◆ TASK TO COMPLETE ◆
Retyping each entry exactly is the whole task.

[Start of section]

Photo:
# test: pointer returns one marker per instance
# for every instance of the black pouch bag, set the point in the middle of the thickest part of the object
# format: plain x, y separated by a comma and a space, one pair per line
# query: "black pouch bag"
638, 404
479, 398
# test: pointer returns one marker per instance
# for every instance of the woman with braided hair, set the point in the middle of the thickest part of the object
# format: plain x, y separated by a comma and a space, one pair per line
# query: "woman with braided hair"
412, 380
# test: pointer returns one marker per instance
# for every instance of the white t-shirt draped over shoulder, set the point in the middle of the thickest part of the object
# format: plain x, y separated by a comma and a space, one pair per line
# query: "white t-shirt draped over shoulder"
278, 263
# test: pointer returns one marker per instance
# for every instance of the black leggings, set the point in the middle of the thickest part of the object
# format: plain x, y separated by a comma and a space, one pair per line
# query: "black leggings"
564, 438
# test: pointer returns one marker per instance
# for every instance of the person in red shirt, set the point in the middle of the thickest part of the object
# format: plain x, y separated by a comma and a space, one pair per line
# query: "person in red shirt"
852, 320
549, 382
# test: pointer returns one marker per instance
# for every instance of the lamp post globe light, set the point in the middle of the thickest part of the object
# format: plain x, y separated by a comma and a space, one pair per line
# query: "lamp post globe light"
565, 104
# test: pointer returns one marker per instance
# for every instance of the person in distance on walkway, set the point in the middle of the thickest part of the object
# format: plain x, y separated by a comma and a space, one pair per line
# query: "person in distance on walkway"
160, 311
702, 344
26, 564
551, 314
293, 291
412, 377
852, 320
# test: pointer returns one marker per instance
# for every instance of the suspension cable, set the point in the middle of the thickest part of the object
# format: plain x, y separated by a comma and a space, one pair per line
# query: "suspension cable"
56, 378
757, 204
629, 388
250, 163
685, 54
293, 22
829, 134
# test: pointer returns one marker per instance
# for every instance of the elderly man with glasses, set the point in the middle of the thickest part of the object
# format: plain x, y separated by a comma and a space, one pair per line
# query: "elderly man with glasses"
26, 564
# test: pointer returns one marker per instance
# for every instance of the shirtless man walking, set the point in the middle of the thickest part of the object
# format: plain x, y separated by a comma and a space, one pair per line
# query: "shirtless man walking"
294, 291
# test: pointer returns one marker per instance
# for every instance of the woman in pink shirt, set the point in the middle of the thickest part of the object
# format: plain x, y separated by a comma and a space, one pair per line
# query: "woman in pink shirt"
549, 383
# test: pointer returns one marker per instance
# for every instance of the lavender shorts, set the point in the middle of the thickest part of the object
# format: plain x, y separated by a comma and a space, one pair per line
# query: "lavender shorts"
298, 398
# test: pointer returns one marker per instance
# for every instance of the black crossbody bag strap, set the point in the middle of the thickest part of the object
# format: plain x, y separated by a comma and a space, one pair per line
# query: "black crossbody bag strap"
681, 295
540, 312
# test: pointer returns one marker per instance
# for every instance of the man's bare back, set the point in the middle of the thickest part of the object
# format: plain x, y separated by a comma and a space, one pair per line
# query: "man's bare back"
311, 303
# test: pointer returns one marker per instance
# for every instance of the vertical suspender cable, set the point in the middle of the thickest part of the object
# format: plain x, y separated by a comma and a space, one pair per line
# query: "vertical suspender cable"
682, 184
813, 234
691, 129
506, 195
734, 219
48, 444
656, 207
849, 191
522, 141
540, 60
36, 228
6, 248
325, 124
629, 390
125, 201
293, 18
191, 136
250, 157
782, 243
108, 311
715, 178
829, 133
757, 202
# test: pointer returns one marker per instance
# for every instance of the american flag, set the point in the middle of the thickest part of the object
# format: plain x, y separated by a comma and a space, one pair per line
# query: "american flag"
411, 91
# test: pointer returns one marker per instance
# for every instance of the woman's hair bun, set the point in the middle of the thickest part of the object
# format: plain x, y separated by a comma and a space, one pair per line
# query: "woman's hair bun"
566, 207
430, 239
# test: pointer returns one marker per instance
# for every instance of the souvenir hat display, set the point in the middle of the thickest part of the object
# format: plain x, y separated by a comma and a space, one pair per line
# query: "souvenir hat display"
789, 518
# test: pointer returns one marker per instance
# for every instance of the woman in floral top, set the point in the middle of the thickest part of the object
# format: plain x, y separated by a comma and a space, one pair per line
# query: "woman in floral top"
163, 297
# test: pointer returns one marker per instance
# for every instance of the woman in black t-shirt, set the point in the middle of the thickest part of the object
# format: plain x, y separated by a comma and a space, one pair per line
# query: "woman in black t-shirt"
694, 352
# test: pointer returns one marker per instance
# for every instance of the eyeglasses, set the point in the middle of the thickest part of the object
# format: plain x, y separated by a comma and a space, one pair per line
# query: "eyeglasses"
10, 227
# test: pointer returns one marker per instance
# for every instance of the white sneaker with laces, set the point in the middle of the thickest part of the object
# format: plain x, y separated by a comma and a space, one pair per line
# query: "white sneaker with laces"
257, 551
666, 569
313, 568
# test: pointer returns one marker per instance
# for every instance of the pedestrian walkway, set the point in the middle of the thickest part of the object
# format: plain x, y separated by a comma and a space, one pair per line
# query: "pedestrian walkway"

[End of section]

◆ WRITTEN REPLY ◆
Photo:
# test: pointer returns one marker per instance
# for every instance of the black pouch bag, set the point in the middle of the thickest part of the object
# format: plain x, y separated by a comma and a space, one pair per line
# query: "black pouch bag"
638, 404
479, 398
# test: pointer returns one marker per instance
# for every instance of the woman with braided hair, set the point in the middle of the thickest part of the object
# format: plain x, y separated by a comma and a space, one pair per line
# query: "woman with braided hair"
412, 380
# test: pointer returns one marker per instance
# for every instance of the white t-shirt draped over shoulder, set the point in the middle of the thickest part of the object
# format: plain x, y separated by a comma and a space, one pair per line
# query: "white t-shirt draped over shoulder"
278, 263
# test: pointer returns one marker per instance
# for every instance of the black leggings, set the point in the middle of the thickest part of the object
# format: plain x, y separated by a comma and a space, one pair per line
# query: "black leggings"
564, 438
# test: pointer returns one marker per instance
# for every instance of the person in red shirt, set the point in the middle of the thickest part of the object
# format: plain x, y separated by a comma and a space, one pair per line
# query: "person in red shirt"
852, 320
549, 382
# test: pointer returns one marker per instance
# for every instance of the lamp post globe light, set the point in the middle of the thickest part of the object
# format: plain x, y separated by a comma and a space, one pair per line
# query: "lamp post globe light"
565, 104
# test: pointer returns one marker per instance
# for every instance of the person in distance on walkway, set the point in the middle of the thickest part of the object
# format: plain x, y separated by a comma and a space, one pair per line
# query: "person in distance on walkway"
160, 311
702, 344
26, 564
551, 314
293, 291
412, 377
852, 320
# test: pointer returns one marker per instance
# for every instance of the suspension cable, set the point in the middle of the thickest part of the object
# format: plain x, y separated by a comma and a space, one pair per line
# query: "suspension cable"
56, 378
757, 204
629, 388
250, 163
685, 54
293, 22
829, 134
# test: pointer returns one marker per instance
# for every instance of the elderly man with glasses, set the point in the middle of the thickest part of the object
# format: plain x, y separated by a comma and a space, one pair per line
# query: "elderly man with glasses"
26, 564
# test: pointer returns one marker per instance
# for every instance of the shirtless man walking, set the point in the middle of the thickest part of the object
# format: plain x, y separated by a comma and a space, one pair per line
# query: "shirtless man walking"
294, 291
# test: pointer returns one marker per instance
# for every instance of the woman in pink shirt, set the point in the middle of the thickest part of the object
# format: plain x, y separated by a comma and a space, one pair per line
# query: "woman in pink shirt"
549, 383
# test: pointer returns one marker per instance
# for every instance of the lavender shorts, set the point in the middle of the thickest part of the object
# format: plain x, y separated by a comma and a space, one pair per line
# query: "lavender shorts"
298, 398
# test: pointer returns one marker per instance
# for every instance of the black crossbody bag strap, set the point in the middle of the thickest part of the object
# format: plain x, y separated by a comma and a space, one pair per line
# query: "black crossbody bag strap"
681, 295
540, 312
# test: pointer returns one marker per instance
# for every instance of the man's bare back, set the point in the middle of the thickest part of the object
# format: plain x, y separated by a comma and a space, one pair per line
# query: "man's bare back"
311, 303
# test: pointer returns one marker per instance
# for every instance of the vertical suspender cable, set the point in the middle of the thickest part of the object
# format: plain x, y separated by a comma and a space, one pair per line
# query: "vertical suspender cable"
682, 184
813, 234
691, 129
506, 195
734, 219
48, 444
656, 207
849, 191
522, 141
540, 60
36, 228
6, 248
325, 124
629, 390
125, 201
293, 18
191, 136
250, 157
782, 243
108, 311
715, 178
829, 133
757, 202
# test: pointer returns one marker per instance
# for every instance of the american flag, set the point in the middle of the thickest part of the object
# format: plain x, y separated by a comma and a space, one pair per line
# query: "american flag"
411, 91
# test: pointer returns one marker per instance
# for every instance of the woman's hair bun, set the point in the middle of the thickest part of the object
# format: plain x, y separated by a comma and a space, one pair per line
# query: "woman's hair bun"
566, 207
430, 239
# test: pointer returns one marker per instance
# for every instance of the souvenir hat display, set the point in the middle of the thickest part of the object
# format: plain x, y separated by a comma and a space, one pair per line
# query: "souvenir hat display"
789, 518
# test: pointer returns one marker per instance
# for every instance of the woman in floral top, set the point in the middle of the thickest part of the object
# format: plain x, y separated by a comma and a space, one pair per line
# query: "woman in floral top"
163, 297
# test: pointer returns one marker per instance
# for every instance of the woman in black t-shirt, set the point in the middle of the thickest part of the object
# format: plain x, y separated by a comma and a space, one pair per line
# query: "woman in black t-shirt"
694, 352
# test: pointer returns one marker per instance
# for every instance of the eyeglasses, set the point in the middle of the thickest part of the object
# format: plain x, y separated by a comma and a space, one pair per line
# query: "eyeglasses"
10, 227
# test: pointer returns one marker per instance
# for every instance of the white sneaker with laces, set the point in the middle of the thickest part of the object
# format: plain x, y separated by a comma and a space, one pair per line
# query: "white sneaker with laces"
257, 551
666, 569
313, 568
# test: pointer returns one marker per instance
# for every instance of the pedestrian walkway, set the point in the middle of the thickest part of the object
# format: plain x, y separated by a comma and a space, one pair per line
# query: "pedestrian walkway"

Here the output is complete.